**Given request**
Take the line that contains "For the green copper" as the first and the last line of the material as the final one; set down exactly the lines in that span.

### Dataset entries ###

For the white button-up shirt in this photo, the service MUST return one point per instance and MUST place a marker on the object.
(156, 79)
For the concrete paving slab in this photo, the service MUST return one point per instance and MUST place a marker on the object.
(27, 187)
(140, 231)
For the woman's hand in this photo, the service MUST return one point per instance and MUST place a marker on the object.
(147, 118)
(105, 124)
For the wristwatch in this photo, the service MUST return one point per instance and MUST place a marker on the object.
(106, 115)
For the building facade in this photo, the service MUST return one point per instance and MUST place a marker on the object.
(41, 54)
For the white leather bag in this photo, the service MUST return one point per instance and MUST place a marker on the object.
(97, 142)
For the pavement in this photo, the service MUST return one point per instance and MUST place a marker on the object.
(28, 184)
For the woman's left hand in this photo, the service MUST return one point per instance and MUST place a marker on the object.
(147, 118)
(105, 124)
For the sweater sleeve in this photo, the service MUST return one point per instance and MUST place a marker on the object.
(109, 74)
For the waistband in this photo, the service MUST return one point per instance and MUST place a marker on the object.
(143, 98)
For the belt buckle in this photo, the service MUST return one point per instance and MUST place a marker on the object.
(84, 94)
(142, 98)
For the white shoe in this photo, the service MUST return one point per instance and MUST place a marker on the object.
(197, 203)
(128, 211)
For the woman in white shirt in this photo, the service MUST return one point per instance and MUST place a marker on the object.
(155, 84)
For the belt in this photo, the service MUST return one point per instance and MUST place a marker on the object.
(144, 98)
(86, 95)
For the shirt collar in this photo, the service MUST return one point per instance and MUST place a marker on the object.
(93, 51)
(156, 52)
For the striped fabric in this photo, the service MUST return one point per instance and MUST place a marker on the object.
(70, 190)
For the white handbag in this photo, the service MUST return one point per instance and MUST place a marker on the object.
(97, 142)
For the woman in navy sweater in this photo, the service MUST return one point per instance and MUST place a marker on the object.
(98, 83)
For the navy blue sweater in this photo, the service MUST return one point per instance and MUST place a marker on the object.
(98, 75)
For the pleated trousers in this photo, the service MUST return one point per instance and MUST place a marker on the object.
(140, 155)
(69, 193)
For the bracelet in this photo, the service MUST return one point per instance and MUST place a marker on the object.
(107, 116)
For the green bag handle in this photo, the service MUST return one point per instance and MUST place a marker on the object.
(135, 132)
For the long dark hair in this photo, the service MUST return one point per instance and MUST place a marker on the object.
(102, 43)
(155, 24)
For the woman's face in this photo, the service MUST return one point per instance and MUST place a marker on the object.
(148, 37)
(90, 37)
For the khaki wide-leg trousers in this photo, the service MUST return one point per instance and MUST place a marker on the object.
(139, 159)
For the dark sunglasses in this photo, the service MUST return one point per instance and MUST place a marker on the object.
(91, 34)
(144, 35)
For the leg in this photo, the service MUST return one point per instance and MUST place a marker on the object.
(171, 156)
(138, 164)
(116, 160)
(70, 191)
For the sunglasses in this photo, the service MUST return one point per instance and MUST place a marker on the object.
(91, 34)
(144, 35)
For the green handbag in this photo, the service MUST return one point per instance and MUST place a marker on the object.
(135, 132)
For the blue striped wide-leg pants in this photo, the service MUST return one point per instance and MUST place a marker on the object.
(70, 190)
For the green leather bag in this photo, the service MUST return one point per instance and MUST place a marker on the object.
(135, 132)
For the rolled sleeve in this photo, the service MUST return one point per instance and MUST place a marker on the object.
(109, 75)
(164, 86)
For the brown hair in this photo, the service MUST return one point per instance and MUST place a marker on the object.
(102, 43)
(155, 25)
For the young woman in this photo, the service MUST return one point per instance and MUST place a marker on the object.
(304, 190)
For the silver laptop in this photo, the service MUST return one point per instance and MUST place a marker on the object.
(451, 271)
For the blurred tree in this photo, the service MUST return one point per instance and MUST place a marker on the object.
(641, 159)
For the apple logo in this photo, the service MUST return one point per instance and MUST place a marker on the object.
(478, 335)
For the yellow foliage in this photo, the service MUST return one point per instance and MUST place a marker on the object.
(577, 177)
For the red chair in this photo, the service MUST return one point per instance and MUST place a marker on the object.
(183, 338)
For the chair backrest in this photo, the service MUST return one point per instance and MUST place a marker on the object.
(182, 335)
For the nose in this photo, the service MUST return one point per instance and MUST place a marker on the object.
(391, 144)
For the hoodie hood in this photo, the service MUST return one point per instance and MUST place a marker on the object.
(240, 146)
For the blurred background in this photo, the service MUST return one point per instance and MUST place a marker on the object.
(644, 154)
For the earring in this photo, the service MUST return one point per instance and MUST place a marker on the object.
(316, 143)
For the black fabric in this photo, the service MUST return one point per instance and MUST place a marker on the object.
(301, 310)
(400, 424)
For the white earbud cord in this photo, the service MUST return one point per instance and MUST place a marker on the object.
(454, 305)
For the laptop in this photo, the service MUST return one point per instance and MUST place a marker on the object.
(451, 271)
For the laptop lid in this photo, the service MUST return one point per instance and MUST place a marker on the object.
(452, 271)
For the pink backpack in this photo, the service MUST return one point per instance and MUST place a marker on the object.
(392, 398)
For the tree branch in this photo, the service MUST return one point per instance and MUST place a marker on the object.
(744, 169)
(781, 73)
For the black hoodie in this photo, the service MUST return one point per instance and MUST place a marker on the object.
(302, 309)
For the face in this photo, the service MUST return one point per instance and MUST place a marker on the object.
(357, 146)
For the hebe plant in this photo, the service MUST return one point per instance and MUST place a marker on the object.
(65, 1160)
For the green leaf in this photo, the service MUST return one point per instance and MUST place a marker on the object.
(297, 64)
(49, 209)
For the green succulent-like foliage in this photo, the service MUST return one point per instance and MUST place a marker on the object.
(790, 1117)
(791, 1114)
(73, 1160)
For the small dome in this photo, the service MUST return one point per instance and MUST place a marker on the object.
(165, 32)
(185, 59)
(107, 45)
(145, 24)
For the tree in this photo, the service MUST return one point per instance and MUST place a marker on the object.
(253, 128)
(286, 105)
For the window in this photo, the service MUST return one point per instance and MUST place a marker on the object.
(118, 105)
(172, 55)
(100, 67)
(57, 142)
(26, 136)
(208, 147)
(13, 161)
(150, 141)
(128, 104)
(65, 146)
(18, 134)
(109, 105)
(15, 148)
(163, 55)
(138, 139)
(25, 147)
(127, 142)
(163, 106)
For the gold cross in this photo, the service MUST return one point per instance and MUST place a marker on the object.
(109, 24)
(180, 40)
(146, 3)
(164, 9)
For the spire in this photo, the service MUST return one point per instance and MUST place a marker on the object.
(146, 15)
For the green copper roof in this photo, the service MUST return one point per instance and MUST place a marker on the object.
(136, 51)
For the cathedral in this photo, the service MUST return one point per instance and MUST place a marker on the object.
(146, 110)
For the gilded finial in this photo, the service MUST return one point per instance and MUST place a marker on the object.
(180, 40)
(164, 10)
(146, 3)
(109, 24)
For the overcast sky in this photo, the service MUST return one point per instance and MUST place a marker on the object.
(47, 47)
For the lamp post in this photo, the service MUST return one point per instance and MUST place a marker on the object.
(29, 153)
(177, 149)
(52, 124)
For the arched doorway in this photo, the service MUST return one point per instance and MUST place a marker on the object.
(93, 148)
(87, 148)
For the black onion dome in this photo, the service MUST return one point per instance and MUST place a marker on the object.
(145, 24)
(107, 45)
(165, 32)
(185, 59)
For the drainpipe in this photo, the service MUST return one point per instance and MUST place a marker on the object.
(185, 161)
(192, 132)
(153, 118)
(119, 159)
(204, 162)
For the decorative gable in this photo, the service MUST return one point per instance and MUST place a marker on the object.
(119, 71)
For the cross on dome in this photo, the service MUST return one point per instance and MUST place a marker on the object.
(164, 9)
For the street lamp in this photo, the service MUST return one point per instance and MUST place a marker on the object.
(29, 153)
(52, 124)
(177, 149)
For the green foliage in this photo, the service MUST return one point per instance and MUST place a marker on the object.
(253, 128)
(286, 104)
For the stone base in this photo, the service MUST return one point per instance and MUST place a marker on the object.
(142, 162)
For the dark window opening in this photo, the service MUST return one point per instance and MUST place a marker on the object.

###

**Written reply**
For the green copper roof in this photo, the service MUST return one point per instance and MUST place a marker on the object.
(136, 51)
For the cathedral in this photo, the service MUST return one point per instance and MUST place a marker on the object.
(146, 110)
For the gilded finial in this photo, the service MUST return one point per instance and MUST place a marker on the object.
(180, 40)
(164, 10)
(146, 3)
(109, 24)
For the overcast sky in this photo, the service MUST return one point per instance and MUST place a marker on the object.
(47, 47)
For the lamp post in this photo, the service MUST return one point per instance and MUST place a marker on the object.
(29, 153)
(177, 149)
(52, 124)
For the arched doorway in this photo, the service MUST return one point per instance and MUST place a marker on the object.
(93, 148)
(87, 148)
For the black onion dome in this photo, the service MUST return one point per instance and MUST place a marker on the object.
(145, 24)
(107, 45)
(165, 32)
(185, 59)
For the drainpipe in this photo, the service MUST return one point per instance and MUST place a marker on the object.
(185, 161)
(192, 132)
(153, 118)
(119, 159)
(204, 162)
For the decorative gable in this photo, the service MUST return one point per instance and MUST place a marker on the object.
(119, 71)
For the cross on dome in this photo, the service MUST return one point per instance and MUST place a marker on the object.
(164, 9)
For the street lamp in this photo, the service MUST return one point per instance and MUST place a marker on the object.
(29, 153)
(52, 124)
(177, 149)
For the green foliage in this photo, the service MUST return one point per instance and MUST place a marker on the object.
(253, 128)
(286, 104)
For the stone base in this photo, the service MUST return one point per instance and MUST place a marker on the object.
(142, 162)
For the dark window opening in this photo, the service MUST return one point per instance and MUST place a marker on the object.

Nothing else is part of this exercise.